> _Source text_

=-=-=-=-=

PNG or JPG - best performance vs quality?

Hi.

I usually use PNG files for objects with transparency and JPG for standard textures. If I use PNG for standard materials, is this a difference in size/performance later?
Will PNG files be compressed during the export by Shapespark?

There won’t be a difference in size/performance. Input textures are converted into GPU compressed formats (DXT for desktops, PVRTC for ios and ETC1 for Androids). A handful of devices do not support any of these three formats, but for such devices PNG textures without transparency are converted to JPGs.

For quality using PNG textures as inputs may in some cases be slightly better, because it avoids double compression to lossy format (first to JPG, then to DXT/PVRTC/ETC1).

Okay. Thank you for your detailed explanation, @jan .

I have additional questions about the textures:

  • Are the image sizes identical in the folders img/large/dxt/ ***.ktx with img/small/std/ ***.jpg? Excuse me, I can’t open ktx files.

  • Whether the texture will be in the atlas or not, of which depends? Textures in the atlas are nearly last loaded.

  • Non-atlas textures change their dimensions by what rules? Examples: 1066x532px -> 1024x1024px and 1062x700px -> 1024x512px. Is it a recommendation that we adjust the texture ourselves to these dimensions?

  • I want the textures in the first scene to be loaded before the other textures in other rooms. How can I achieve this?

=-=-=-=-=

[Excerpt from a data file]
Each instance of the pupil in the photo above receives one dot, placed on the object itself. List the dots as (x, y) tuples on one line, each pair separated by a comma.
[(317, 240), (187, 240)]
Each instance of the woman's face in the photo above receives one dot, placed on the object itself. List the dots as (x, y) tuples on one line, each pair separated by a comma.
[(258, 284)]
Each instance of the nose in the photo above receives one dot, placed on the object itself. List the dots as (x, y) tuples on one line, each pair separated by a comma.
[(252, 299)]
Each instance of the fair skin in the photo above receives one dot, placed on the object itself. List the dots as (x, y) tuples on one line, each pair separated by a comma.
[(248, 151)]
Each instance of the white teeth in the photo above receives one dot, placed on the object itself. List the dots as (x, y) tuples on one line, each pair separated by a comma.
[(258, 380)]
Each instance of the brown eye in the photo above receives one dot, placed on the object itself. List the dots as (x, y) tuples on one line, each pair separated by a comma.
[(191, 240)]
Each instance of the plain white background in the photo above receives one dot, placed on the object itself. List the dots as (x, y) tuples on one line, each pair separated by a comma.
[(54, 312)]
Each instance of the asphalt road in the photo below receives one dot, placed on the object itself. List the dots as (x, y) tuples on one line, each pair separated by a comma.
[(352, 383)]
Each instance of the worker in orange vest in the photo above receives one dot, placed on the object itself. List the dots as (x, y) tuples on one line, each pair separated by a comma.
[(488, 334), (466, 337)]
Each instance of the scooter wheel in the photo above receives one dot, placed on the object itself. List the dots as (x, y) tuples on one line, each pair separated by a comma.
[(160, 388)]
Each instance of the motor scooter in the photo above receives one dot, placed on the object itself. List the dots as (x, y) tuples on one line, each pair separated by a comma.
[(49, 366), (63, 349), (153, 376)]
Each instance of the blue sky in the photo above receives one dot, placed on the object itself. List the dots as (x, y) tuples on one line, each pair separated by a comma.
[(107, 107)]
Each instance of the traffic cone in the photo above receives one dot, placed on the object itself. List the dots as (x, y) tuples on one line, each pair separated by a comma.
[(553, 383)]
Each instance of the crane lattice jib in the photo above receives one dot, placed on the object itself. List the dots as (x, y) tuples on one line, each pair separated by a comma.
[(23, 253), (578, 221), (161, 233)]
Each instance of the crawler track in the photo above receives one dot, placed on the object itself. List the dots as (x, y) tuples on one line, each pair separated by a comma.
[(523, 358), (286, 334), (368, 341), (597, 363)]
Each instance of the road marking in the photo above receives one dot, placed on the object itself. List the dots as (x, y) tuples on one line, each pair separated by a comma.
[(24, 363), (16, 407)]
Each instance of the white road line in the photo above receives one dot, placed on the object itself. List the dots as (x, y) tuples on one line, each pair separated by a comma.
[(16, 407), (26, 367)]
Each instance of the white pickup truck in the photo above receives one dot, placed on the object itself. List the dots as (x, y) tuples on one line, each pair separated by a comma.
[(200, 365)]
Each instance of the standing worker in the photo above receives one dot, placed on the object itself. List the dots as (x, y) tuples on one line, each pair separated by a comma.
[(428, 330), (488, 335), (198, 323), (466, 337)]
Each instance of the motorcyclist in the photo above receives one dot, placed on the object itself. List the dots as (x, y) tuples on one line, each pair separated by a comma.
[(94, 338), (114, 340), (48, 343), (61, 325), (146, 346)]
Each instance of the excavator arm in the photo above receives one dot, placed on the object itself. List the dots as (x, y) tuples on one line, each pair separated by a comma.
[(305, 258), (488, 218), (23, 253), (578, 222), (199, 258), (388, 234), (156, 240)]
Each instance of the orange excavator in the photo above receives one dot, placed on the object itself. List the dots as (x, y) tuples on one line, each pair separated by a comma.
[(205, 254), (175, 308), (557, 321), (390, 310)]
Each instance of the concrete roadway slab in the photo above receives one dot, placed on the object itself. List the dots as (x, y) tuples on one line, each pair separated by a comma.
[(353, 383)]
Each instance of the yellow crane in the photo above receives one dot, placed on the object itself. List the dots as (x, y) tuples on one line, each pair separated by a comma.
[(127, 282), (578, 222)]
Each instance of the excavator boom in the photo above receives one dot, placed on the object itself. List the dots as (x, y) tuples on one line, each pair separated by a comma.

=-=-=-=-=

> _Directive_
Extract verbatim from the texture-format discussion the passage that opens with the words containing "Will PNG files" and closes with "open ktx files.". The items above are distinct material and do not belong to the texture-format discussion.

> _Complete output_
Will PNG files be compressed during the export by Shapespark?

There won’t be a difference in size/performance. Input textures are converted into GPU compressed formats (DXT for desktops, PVRTC for ios and ETC1 for Androids). A handful of devices do not support any of these three formats, but for such devices PNG textures without transparency are converted to JPGs.

For quality using PNG textures as inputs may in some cases be slightly better, because it avoids double compression to lossy format (first to JPG, then to DXT/PVRTC/ETC1).

Okay. Thank you for your detailed explanation, @jan .

I have additional questions about the textures:

  • Are the image sizes identical in the folders img/large/dxt/ ***.ktx with img/small/std/ ***.jpg? Excuse me, I can’t open ktx files.